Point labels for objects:
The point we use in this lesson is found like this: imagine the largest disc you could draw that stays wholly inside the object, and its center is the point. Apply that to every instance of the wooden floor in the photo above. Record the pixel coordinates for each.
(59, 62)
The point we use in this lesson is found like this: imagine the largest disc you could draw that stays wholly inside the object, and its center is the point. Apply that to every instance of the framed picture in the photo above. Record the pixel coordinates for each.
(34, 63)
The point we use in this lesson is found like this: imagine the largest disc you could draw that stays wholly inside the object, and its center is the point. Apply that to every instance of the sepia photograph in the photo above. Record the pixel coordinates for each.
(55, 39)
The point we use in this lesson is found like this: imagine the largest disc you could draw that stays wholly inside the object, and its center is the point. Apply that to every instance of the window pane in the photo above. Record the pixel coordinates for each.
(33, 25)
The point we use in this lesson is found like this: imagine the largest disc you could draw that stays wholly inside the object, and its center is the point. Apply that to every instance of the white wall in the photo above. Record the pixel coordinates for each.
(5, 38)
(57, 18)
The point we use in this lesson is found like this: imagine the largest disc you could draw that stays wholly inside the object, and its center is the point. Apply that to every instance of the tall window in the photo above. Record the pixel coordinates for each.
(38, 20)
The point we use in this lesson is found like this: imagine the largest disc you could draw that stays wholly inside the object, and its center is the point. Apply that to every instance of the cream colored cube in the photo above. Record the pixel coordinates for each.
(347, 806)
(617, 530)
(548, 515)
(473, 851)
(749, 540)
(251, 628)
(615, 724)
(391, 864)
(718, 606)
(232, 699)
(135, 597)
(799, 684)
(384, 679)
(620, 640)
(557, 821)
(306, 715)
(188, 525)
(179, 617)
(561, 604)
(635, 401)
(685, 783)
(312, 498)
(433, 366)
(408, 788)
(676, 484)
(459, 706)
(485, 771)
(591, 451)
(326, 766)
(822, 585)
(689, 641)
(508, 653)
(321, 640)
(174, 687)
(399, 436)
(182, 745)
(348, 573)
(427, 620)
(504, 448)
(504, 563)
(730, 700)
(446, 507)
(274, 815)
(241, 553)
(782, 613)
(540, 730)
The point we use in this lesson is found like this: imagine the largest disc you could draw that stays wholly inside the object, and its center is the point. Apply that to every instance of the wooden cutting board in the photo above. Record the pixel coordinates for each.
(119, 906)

§ **WHAT YOU SHOULD DO**:
Repeat the listing word for word, from the line containing "of the cream" through the end of the listing.

§ **EXERCISE RESPONSE**:
The point we use in this lesson is found like this: imagine the largest disc you could draw that stays wholly inside the object, and its center is the point. Apply that to every instance of the cream colored cube in the photo above. Record the pixel coordinates for each.
(347, 806)
(617, 530)
(548, 515)
(473, 851)
(749, 540)
(251, 628)
(615, 724)
(391, 864)
(718, 606)
(232, 699)
(135, 597)
(799, 684)
(384, 679)
(620, 640)
(557, 821)
(306, 715)
(188, 525)
(179, 617)
(561, 604)
(635, 401)
(685, 783)
(312, 498)
(433, 366)
(408, 788)
(676, 484)
(459, 706)
(485, 771)
(591, 451)
(326, 766)
(822, 585)
(689, 641)
(508, 653)
(321, 640)
(174, 687)
(399, 436)
(182, 745)
(348, 573)
(427, 620)
(504, 448)
(504, 563)
(730, 700)
(446, 507)
(274, 815)
(241, 553)
(782, 613)
(540, 730)
The point we use in this lesson is found like this: imagine the largest disc you could draw that stays wholly inside the object, and its center is the point. Apply that to every instance of the wooden cutting board in the photo above. Record the pixel coordinates for each.
(119, 906)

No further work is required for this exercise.